§ EXTRACT TO READ
-- Start --
[HN Gopher] A hash table by any other name
       ___________________________________________________________________
        
       A hash table by any other name
        
       Author : signa11
       Score  : 96 points
       Date   : 2024-07-26 06:53 UTC (16 hours ago)
        
 (HTM) web link (lwn.net)
 (TXT) w3m dump (lwn.net)
        
       | pphysch wrote:
       | > "I've _assumed_ an average chain length of 10 for rhashtable in
       | the above memory calculations. "
       | 
       | > Reviewers were, as ever, skeptical in the face of assertions
       | about performance without corresponding measurements. Peng Zhang
       | asked "how much performance improvement is expected if it is
       | applied to dcache?" Wilcox didn't reply to Zhang's question.
       | 
       | Am I reading this right that the author supplied no actual
       | (benchmarking) evidence to support their proposed performance
       | optimization?
        
         | kelnos wrote:
         | That's how I read it too, and that seems bizarre to me. The one
         | request for actual performance numbers was ignored? That seems
         | pretty crappy.
        
         | RandomThoughts3 wrote:
         | Seriously, a simple google search or taking a minute to follow
         | the first link in the article would have shown you that the
         | patch set obviously came with a benchmark [1]. It's performance
         | data on actual real use in the kernel which are missing. It's
         | someone posting a patch to the kernel mailing list, not some
         | random kid on GitHub, there is no point assuming they are an
         | idiot to try to shine.
         | 
         | My days as a LWN subscriber are now far behind but gosh reading
         | the comments there was a blast. I had forgotten how good proper
         | technical discussions used to be.
         | 
         | [1]
         | https://lore.kernel.org/lkml/20240222203726.1101861-1-willy@...
        
           | jonhohle wrote:
           | I poked through a few messages in that thread and while there
           | is a space benchmark, there is no time benchmark, something I
           | would expect to see on switching from a LL to a cache-aware
           | implementation. Phoronix, who would benchmark a potato if you
           | told them it gave you better performance, has an article with
           | no benchmarks. The commit says it should be good enough for
           | someone to run a perf benchmark.
           | 
           | Is it common to add an unused data structure into the kernel
           | without understanding its performance characteristics? If
           | they are available it is not obvious to someone who has read
           | the article, read the commit message, read lkml, went looking
           | for benchmarks, and has still come up with no concept of how
           | this might perform in realistic or synthetic scenarios.
-- End --
§ DIRECTIONS
In the hash table thread above, why does jonhohle still see the performance evidence as lacking after looking through the patch thread? Answer in one to three sentences.

§ RECORDS
-- Start --
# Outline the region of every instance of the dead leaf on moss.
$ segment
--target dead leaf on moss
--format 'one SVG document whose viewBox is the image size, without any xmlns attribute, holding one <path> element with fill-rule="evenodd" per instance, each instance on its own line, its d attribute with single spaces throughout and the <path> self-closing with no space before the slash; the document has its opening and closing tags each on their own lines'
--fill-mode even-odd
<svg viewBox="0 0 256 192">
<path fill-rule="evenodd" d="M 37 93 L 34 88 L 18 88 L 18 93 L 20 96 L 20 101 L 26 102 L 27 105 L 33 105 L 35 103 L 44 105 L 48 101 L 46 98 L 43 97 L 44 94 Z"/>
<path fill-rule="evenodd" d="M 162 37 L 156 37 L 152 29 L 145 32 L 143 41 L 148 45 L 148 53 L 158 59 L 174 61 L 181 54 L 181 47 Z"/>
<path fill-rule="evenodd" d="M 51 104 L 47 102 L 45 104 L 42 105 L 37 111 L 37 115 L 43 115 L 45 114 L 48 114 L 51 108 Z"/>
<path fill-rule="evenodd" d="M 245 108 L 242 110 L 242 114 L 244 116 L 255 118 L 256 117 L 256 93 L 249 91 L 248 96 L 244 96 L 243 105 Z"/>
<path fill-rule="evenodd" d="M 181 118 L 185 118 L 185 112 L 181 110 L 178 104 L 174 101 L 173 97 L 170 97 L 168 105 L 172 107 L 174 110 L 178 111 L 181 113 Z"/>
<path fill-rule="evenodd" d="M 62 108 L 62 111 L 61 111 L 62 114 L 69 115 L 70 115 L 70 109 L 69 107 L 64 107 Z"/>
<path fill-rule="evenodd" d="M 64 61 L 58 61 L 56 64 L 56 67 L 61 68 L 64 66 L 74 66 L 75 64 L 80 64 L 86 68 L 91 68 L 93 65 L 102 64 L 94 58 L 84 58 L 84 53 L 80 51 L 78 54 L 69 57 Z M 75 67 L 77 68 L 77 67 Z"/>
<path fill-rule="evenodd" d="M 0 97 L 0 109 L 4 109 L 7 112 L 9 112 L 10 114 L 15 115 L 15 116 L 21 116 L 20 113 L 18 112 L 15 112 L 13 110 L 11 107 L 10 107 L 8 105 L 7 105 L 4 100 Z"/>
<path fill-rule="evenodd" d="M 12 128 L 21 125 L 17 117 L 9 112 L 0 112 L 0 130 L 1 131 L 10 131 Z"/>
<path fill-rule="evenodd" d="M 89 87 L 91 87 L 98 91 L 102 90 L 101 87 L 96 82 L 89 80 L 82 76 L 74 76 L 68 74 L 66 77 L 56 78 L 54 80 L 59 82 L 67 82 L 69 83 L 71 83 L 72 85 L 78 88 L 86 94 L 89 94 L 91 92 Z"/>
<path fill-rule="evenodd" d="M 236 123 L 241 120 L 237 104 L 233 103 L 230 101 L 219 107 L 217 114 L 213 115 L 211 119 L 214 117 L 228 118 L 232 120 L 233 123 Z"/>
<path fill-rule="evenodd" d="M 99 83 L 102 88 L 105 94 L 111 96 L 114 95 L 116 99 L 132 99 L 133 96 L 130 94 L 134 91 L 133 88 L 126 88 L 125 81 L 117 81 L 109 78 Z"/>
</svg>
-- End --
§ EXERCISE OUTPUT
The patch thread has a space benchmark but no time benchmark, which jonhohle would expect when switching from an LL to a cache-aware implementation. Even after reading the article, the commit message and lkml and searching for benchmarks, jonhohle still had no idea how the structure would perform in realistic or synthetic scenarios.